**The data**
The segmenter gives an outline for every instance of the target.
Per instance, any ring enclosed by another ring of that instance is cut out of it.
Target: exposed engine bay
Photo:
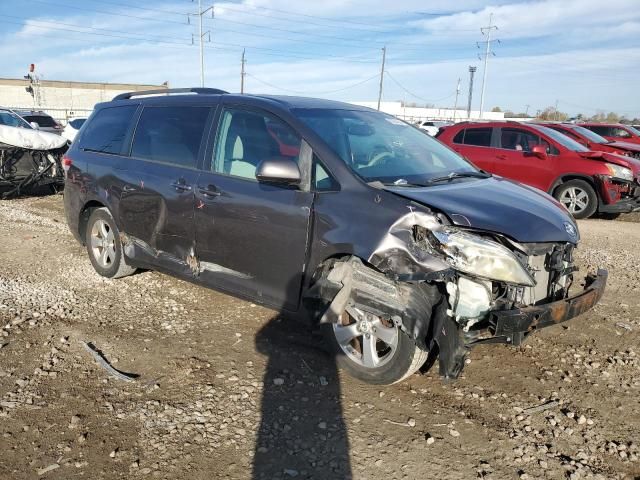
[[[56,134],[0,125],[0,198],[64,184],[62,157],[68,141]]]
[[[574,236],[577,241],[577,230]],[[571,242],[517,243],[411,212],[389,229],[369,265],[356,257],[335,262],[310,296],[330,300],[321,323],[336,322],[349,307],[372,312],[420,348],[438,352],[441,375],[456,378],[472,346],[518,345],[599,300],[604,271],[585,279],[582,294],[569,296],[574,248]]]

**Exercise objective**
Write out the data again word for word, minus any images.

**Reply**
The segmenter gives an outline for every instance of the target.
Per instance, any ring enclosed by another ring of that instance is cut out of it.
Target: exposed engine bay
Photo:
[[[56,134],[0,125],[0,198],[64,184],[62,157],[68,141]]]
[[[574,236],[577,241],[577,230]],[[571,242],[517,243],[411,212],[389,229],[369,265],[356,257],[335,262],[310,296],[330,300],[321,323],[336,322],[349,307],[372,312],[420,348],[438,352],[441,375],[456,378],[472,346],[518,345],[599,300],[604,271],[585,279],[582,294],[569,296],[574,248]]]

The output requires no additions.